━━━ Information supplied ━━━

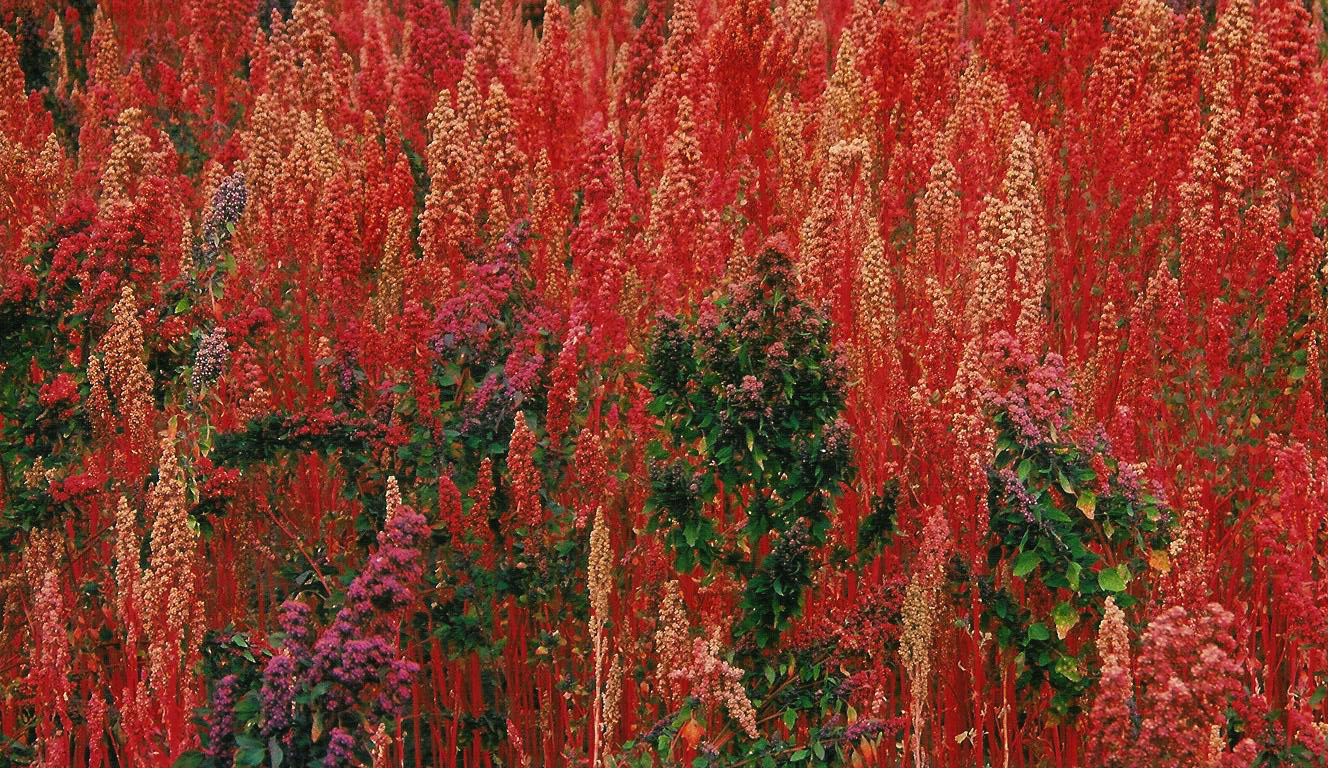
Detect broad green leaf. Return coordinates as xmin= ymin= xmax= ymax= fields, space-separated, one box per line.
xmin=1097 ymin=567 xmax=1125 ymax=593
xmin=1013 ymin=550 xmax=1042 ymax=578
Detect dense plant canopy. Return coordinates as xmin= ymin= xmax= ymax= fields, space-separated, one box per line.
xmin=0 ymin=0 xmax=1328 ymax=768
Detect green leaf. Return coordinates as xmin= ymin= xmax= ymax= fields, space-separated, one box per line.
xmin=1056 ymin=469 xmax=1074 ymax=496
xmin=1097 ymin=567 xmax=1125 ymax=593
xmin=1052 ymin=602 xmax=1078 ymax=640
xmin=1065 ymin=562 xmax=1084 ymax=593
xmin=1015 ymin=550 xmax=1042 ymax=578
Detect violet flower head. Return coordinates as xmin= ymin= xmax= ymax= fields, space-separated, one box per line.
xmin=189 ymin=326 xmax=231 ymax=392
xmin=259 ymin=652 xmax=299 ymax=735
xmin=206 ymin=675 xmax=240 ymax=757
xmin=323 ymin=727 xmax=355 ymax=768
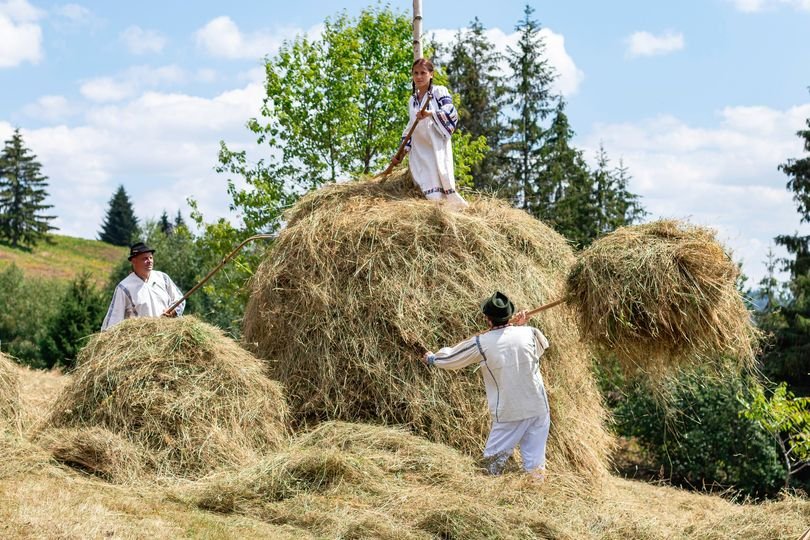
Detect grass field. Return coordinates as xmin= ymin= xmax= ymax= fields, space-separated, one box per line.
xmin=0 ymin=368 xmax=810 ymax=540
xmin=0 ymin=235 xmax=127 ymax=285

━━━

▶ Your instructions
Format the lines above as a numbered list, starting with the first line and stopping after the line that contains "xmin=1015 ymin=550 xmax=1042 ymax=578". Leave out the pictures and any blank lines.

▶ The response
1. Detect broad green leaf. Return coordinates as xmin= ymin= xmax= ymax= fields, space-separated, one box per line.
2. xmin=1097 ymin=567 xmax=1125 ymax=593
3. xmin=1013 ymin=550 xmax=1042 ymax=578
4. Detect dense plant canopy. Return coordinates as xmin= ymin= xmax= ymax= fields, space-separated, one box per line.
5. xmin=0 ymin=0 xmax=1328 ymax=768
6. Detect green leaf. Return coordinates as xmin= ymin= xmax= ymax= fields, space-separated, one box per line.
7. xmin=1056 ymin=469 xmax=1074 ymax=496
8. xmin=1097 ymin=567 xmax=1125 ymax=593
9. xmin=1052 ymin=602 xmax=1078 ymax=640
10. xmin=1065 ymin=562 xmax=1084 ymax=593
11. xmin=1015 ymin=550 xmax=1042 ymax=578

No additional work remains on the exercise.